** Set problem **
In the Tom Yum Goong post, why was the mango sticky rice recipe delayed? Answer in one to three sentences.

If I were a slot machine, I think I’d be considered “hot” right now, because I keep giving the top hit recipes this month. Kaeng Khiao Wan was just posted earlier this month. Then Pad See Ew just last week. I was supposed to post a recipe for mango sticky rice this week.
However, I had just come home from a trip, bought a box of mangoes and they were not ripe to the point where I could use them yet, so that recipe had to wait. But this week is another Thai food top hit again so don’t worry about sticky rice and mango, you will get the recipe soon enough.
Tom Yum Goong is voted one of the most delicious and most favorite dishes among both foreigners and Thais. It always in the top ten list of not only most delicious but also most famous and most popular foods in the world as well. Tom Yum is one type of soup in Thailand. It consists of soup stock with herbs, lemongrass, galangal, kaffir lime leaf and a choice of meat and vegetables. In this case the choice of meat will be “goong”= shrimp. The soup is normally seasoned with fish sauce, lime juice and chilies. There are also optional add-ons, such as Nam Phrik Pao (chili jam), and sometimes milk or even coconut milk.

** Given entries **
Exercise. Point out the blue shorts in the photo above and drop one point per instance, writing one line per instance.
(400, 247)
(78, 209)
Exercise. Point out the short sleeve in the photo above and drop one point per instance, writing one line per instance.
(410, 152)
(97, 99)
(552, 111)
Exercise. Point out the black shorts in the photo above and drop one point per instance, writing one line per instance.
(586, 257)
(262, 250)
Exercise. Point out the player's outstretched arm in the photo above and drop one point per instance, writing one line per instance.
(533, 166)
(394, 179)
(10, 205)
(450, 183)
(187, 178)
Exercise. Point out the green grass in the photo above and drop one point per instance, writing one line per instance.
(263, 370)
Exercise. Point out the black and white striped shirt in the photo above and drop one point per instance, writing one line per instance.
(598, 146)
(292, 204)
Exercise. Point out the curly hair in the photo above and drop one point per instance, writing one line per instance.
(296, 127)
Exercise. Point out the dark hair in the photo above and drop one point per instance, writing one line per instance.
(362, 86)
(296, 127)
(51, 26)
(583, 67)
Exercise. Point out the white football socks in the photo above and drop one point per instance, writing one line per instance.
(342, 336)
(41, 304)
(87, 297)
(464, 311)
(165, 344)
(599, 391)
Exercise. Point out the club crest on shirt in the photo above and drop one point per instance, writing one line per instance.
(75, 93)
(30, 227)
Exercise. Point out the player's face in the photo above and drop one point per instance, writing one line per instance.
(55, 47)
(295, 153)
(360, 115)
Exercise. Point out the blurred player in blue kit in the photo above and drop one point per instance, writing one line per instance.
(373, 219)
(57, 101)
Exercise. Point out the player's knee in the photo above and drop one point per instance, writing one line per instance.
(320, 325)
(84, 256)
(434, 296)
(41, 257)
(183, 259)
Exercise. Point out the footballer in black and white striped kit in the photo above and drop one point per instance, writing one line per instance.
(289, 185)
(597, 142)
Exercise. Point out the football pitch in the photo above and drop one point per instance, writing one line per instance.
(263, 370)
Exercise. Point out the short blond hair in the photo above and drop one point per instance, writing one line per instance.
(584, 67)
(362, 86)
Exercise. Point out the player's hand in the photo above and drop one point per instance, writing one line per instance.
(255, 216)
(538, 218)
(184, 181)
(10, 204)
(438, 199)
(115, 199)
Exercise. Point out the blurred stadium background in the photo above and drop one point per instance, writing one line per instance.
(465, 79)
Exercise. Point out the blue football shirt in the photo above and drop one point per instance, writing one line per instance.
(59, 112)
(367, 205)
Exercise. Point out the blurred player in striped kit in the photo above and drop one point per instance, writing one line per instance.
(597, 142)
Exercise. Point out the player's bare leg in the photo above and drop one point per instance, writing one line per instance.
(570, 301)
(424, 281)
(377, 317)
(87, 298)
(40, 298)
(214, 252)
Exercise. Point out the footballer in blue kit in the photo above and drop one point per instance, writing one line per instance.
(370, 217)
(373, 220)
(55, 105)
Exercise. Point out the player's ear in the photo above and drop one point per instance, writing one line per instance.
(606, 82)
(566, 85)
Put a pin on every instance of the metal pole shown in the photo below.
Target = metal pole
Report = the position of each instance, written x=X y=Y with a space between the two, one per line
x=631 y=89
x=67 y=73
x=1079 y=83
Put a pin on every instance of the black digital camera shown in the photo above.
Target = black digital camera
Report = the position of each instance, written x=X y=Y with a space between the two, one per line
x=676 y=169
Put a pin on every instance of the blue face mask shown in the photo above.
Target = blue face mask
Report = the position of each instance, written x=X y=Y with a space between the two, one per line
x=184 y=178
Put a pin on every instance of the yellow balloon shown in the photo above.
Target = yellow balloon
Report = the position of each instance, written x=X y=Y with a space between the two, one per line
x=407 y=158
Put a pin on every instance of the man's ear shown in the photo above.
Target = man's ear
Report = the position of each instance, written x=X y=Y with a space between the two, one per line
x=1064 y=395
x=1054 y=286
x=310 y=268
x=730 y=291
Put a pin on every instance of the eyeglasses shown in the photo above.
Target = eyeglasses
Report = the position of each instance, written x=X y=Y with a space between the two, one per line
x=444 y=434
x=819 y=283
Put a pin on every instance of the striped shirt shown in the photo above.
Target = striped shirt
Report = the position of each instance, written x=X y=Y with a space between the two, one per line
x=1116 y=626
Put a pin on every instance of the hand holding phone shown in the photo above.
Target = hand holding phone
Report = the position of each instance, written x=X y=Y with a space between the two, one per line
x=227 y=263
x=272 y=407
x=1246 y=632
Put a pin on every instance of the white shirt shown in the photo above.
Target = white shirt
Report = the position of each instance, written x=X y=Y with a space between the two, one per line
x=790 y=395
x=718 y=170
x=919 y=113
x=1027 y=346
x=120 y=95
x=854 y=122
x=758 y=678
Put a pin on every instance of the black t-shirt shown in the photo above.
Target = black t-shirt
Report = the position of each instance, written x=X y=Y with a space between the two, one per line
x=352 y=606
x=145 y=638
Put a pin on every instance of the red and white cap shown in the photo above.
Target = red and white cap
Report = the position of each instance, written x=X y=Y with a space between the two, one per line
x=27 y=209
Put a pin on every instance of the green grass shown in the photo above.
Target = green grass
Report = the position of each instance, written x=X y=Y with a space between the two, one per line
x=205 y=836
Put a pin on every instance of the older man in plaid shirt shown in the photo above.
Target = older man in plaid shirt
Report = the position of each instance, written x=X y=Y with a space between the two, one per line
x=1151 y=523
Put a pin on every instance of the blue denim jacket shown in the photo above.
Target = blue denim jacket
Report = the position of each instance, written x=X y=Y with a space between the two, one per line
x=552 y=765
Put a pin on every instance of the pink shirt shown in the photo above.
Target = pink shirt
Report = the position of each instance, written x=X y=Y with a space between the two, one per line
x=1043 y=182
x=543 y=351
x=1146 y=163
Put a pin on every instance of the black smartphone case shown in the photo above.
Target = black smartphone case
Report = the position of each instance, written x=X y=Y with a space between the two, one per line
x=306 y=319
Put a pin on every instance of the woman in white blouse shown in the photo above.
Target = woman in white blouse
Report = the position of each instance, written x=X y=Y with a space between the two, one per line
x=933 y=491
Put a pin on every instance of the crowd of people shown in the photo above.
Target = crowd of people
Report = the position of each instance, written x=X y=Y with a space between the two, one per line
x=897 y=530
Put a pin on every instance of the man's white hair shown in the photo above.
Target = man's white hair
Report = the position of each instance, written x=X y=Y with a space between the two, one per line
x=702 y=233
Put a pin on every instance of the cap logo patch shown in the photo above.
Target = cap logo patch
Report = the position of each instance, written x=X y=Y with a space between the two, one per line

** Exercise answer **
The mangoes bought after returning from a trip were not yet ripe enough to use. Because of that, the mango sticky rice recipe had to wait.